Write out the listing below again, precisely as it is given.

——

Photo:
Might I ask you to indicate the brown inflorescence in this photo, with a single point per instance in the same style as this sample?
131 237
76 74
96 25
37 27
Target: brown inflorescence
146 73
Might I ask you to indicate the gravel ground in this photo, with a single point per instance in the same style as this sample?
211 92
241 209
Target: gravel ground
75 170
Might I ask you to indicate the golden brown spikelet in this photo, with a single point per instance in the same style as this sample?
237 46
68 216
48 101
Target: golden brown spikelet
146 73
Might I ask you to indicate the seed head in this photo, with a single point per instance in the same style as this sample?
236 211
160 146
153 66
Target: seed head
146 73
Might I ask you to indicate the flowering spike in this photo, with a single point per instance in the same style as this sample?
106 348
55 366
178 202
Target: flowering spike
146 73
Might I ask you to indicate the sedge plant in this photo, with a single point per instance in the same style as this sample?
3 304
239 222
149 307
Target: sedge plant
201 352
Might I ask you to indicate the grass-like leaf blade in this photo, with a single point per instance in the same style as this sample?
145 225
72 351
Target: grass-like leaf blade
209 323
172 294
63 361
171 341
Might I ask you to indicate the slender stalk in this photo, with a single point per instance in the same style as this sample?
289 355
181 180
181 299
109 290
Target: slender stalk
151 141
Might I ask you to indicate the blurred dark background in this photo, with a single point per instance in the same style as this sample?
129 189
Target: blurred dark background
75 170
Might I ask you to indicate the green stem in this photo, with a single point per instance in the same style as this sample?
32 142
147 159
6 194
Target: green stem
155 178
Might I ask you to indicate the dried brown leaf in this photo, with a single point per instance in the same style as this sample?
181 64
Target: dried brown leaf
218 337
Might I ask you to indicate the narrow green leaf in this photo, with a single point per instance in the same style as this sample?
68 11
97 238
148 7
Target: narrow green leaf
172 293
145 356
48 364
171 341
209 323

——

**REPLY TO THE EXERCISE:**
Photo:
Might I ask you to indicate the brown inflorescence in this photo, with a single point per instance in the same style as this sample?
131 237
76 74
96 25
37 27
Target: brown inflorescence
146 73
Might I ask you to indicate the gravel ground in this photo, with a single point per instance in the same style as this sample?
211 92
241 209
Target: gravel ground
75 170
Might I ask you to indicate the golden brown spikelet in this photo, with a single point per instance in the same style as this sample?
237 46
68 216
48 101
Target: golden brown spikelet
146 73
Might I ask you to indicate the seed head in this photo, with a single point per instance in the same style as this sample?
236 211
160 146
153 66
Target: seed head
146 73
Might I ask you to indicate the flowering spike in this photo, with a single point per instance in the same style as this sample?
106 348
55 366
178 202
Target: flowering spike
146 73
Might I ask you to indicate the sedge plant in this photo, with a single point per instance in the same style as this sample?
3 304
239 222
149 307
Target: sedge plant
201 352
Might I ask you to indicate the grass-like leaf blade in this photo, with a single point per instance in the same style as this sample?
145 225
72 351
Target: grass-like leaf blade
209 323
172 294
63 361
171 341
Might I ask you to indicate the slender stalk in this photo, with a single point per instance in the same style as this sample?
289 355
181 180
181 299
109 290
Target: slender stalk
151 141
Might I ask you to indicate the blurred dark background in this photo, with a single point per instance in the same style as this sample?
129 189
Target: blurred dark background
75 170
Might I ask you to indicate the green stem in this photo, with a single point per instance in the same style as this sample?
32 142
147 159
6 194
Target: green stem
155 178
Might I ask you to indicate the dried brown leaf in this photo, with a single point per instance in the same style as this sample?
181 64
Target: dried brown leaf
218 337
Might I ask you to indicate the narrow green leaf in this photo, with a single point per instance in the same style as this sample?
68 11
97 238
148 7
Target: narrow green leaf
172 293
145 356
48 364
171 341
209 323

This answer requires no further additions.